## TASK PROMPT
Report how many lines of the rows below contain the word "green". Give only the number.

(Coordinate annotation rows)
## Begin

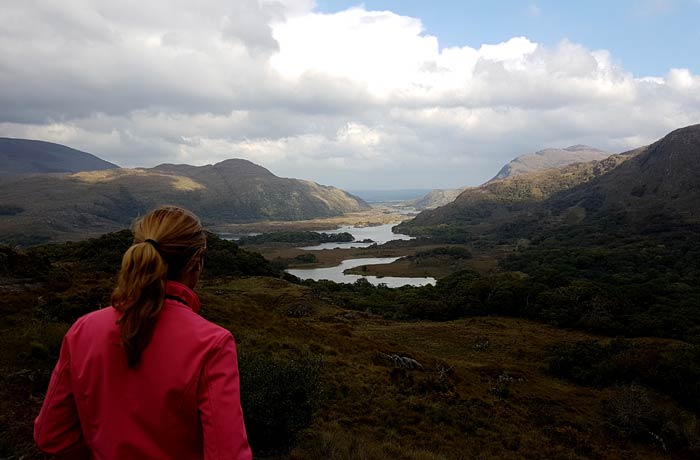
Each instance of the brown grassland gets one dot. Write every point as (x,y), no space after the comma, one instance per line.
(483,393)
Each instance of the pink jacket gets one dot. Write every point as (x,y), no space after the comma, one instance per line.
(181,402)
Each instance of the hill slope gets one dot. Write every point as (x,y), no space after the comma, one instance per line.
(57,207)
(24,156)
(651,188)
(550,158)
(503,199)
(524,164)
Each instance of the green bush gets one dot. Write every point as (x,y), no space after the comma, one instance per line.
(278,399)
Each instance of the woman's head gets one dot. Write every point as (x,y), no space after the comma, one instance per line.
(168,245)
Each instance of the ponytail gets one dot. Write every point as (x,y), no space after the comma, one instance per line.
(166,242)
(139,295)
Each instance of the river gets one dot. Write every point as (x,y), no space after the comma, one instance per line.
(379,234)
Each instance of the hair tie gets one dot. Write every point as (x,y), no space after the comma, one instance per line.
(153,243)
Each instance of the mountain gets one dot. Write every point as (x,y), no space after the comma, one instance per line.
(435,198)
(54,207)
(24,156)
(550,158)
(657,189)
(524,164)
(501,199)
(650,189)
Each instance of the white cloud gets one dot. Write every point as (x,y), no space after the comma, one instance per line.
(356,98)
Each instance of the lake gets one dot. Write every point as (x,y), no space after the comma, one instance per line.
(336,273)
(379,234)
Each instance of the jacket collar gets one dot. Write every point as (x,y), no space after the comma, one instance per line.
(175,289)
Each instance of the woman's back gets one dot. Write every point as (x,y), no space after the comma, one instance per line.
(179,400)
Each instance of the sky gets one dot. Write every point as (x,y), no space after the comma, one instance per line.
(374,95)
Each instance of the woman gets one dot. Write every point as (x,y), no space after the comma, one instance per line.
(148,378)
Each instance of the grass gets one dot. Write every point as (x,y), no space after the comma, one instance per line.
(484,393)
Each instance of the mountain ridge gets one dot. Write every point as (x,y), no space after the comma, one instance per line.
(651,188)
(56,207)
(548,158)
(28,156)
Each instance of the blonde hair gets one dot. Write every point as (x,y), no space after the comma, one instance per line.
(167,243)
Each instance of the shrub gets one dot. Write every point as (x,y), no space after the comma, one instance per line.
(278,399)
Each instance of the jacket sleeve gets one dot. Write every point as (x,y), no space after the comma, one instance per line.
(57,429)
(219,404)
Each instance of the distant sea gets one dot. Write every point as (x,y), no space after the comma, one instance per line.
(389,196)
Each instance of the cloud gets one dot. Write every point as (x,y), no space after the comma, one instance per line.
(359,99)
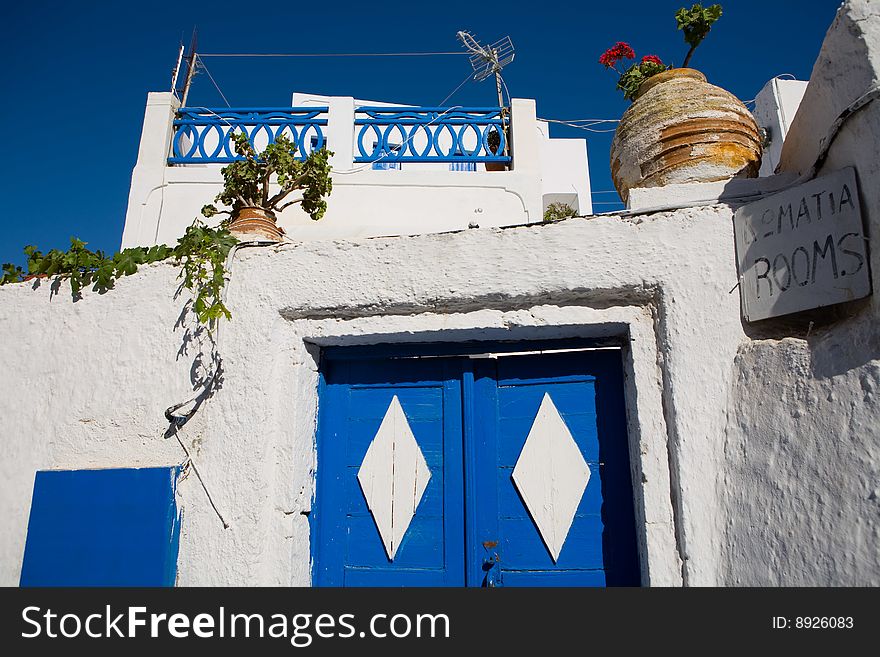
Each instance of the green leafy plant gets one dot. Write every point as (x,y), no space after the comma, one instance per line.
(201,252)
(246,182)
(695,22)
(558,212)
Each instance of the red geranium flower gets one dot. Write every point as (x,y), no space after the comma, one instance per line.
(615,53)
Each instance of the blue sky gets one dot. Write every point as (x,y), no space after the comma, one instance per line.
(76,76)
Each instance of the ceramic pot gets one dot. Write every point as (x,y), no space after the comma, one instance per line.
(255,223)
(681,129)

## End
## Begin

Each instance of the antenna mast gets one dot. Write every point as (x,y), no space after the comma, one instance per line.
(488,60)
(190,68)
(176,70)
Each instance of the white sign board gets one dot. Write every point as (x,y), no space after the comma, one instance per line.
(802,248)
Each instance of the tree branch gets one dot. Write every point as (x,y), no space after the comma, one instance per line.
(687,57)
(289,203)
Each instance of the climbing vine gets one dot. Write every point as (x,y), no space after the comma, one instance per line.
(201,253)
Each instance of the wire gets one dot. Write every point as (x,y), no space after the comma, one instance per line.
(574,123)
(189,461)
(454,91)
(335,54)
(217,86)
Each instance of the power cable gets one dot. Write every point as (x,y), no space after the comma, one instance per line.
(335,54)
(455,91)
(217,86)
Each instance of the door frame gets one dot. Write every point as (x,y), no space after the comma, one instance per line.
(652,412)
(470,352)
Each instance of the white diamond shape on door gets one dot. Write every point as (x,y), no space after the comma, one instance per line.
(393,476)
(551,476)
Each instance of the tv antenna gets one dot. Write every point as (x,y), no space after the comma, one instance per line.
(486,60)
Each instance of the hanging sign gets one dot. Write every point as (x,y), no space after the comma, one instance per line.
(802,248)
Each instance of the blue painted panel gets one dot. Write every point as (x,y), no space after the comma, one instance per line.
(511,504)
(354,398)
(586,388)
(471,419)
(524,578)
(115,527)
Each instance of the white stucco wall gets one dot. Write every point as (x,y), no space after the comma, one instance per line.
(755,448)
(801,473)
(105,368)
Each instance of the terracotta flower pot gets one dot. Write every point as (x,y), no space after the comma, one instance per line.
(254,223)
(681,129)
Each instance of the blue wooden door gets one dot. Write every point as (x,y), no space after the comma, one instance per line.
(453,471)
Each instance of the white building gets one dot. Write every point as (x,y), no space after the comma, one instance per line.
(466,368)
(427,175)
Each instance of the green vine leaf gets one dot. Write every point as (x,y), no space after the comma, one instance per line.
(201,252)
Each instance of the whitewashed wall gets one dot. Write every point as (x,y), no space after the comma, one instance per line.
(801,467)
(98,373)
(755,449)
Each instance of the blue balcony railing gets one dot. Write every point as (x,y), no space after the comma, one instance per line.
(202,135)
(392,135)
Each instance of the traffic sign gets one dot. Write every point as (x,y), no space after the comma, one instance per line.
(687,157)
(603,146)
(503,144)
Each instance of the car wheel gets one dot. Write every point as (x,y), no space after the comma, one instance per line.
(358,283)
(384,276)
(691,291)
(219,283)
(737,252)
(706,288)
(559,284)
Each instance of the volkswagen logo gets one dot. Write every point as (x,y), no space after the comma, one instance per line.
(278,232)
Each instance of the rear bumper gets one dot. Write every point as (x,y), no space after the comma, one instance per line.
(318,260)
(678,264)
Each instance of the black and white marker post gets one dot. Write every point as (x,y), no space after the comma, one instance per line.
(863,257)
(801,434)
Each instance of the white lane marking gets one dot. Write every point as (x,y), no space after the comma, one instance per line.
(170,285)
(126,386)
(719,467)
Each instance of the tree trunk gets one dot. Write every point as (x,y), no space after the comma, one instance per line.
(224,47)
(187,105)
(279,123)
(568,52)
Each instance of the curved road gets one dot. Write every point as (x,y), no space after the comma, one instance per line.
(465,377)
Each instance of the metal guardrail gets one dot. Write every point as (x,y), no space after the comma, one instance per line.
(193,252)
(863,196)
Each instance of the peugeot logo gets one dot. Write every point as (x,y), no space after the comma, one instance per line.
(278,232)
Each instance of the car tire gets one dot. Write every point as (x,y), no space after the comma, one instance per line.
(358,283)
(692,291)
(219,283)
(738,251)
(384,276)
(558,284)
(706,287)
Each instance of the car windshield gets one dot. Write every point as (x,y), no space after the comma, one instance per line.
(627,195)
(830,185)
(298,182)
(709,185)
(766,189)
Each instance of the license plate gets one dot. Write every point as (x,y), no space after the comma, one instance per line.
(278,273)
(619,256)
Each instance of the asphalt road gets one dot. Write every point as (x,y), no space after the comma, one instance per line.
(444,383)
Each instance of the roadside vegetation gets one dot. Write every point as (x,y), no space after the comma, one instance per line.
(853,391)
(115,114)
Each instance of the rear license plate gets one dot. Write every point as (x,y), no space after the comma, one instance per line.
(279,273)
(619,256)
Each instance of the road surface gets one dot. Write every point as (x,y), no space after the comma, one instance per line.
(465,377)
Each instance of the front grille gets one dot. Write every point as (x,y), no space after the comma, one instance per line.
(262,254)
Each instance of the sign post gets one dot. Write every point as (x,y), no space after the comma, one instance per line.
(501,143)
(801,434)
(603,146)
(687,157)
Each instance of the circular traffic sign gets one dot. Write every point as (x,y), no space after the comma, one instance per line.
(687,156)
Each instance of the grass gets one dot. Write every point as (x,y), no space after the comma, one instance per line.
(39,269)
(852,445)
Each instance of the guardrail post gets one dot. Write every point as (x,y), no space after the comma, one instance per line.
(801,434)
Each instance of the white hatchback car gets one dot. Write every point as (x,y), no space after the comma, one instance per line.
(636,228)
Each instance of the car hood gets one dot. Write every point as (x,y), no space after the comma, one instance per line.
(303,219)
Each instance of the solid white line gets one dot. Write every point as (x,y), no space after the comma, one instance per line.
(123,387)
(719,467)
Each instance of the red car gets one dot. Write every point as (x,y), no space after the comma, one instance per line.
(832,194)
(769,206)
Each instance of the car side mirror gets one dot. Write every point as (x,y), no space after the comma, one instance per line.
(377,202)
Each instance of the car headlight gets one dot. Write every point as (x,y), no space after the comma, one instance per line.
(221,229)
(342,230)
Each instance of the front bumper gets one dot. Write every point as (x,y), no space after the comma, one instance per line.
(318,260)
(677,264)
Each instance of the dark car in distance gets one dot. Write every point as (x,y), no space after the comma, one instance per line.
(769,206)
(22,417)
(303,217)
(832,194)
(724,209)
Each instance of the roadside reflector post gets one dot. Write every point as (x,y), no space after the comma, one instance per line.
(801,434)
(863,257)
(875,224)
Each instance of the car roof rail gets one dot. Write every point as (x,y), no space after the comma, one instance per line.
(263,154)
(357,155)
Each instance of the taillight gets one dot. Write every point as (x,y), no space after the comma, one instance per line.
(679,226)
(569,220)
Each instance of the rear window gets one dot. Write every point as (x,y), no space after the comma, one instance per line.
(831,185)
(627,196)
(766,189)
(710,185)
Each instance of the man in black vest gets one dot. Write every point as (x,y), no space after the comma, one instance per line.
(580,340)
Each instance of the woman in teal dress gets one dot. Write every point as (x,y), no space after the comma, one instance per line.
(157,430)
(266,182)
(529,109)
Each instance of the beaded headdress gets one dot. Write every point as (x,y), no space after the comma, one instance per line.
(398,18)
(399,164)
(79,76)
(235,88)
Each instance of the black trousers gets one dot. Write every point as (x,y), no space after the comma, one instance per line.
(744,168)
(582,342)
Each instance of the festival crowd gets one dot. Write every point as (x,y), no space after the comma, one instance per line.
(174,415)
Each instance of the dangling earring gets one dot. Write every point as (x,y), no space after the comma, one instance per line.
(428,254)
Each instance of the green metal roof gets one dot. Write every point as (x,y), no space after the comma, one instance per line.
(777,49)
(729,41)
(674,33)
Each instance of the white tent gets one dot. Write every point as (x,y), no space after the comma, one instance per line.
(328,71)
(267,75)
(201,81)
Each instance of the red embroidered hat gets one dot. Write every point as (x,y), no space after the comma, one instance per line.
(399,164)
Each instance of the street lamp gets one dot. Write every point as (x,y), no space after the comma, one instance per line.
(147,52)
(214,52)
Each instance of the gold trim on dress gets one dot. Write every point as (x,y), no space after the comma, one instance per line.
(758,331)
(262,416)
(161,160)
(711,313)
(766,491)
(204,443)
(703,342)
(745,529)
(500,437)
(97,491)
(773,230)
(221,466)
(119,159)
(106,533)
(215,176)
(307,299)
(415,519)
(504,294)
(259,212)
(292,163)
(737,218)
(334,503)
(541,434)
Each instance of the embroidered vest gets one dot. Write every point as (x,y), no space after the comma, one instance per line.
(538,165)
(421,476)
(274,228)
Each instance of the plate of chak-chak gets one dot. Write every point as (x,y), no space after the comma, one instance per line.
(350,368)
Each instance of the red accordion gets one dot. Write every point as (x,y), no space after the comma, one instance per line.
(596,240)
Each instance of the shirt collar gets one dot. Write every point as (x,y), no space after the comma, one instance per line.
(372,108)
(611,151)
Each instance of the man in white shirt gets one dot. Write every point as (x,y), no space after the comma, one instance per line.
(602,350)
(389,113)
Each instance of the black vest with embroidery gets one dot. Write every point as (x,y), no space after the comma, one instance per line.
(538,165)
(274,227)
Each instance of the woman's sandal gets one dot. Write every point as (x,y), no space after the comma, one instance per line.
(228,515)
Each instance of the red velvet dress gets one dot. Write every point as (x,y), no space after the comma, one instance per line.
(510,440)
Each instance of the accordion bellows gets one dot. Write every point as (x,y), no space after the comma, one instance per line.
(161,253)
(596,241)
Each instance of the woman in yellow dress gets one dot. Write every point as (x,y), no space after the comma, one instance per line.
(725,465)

## End
## Begin

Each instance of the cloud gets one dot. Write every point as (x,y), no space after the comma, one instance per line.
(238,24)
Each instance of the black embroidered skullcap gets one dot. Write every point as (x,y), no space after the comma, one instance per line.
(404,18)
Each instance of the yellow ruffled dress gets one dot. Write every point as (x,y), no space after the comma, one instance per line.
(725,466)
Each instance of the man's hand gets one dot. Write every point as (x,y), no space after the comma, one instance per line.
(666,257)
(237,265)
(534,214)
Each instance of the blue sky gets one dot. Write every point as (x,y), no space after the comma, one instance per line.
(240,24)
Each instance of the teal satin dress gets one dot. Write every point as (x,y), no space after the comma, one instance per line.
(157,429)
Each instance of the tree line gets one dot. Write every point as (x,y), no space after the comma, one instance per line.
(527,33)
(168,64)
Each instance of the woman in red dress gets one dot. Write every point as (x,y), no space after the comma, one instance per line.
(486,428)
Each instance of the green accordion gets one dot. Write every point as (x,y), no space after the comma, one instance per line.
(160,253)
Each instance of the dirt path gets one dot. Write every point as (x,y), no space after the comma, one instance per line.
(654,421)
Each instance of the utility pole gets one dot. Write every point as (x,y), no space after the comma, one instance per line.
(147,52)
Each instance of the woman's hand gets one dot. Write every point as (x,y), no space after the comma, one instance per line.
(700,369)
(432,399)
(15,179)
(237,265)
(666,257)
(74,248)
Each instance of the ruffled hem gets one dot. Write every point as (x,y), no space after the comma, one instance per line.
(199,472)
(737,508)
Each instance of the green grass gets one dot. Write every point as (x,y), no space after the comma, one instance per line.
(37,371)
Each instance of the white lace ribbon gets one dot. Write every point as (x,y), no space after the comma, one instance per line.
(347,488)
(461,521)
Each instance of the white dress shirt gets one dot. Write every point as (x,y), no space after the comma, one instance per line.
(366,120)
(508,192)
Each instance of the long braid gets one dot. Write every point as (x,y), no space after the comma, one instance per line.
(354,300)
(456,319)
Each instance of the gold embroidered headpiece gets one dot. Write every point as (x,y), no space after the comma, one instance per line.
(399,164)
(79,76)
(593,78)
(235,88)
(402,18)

## End

## THE REPLY
6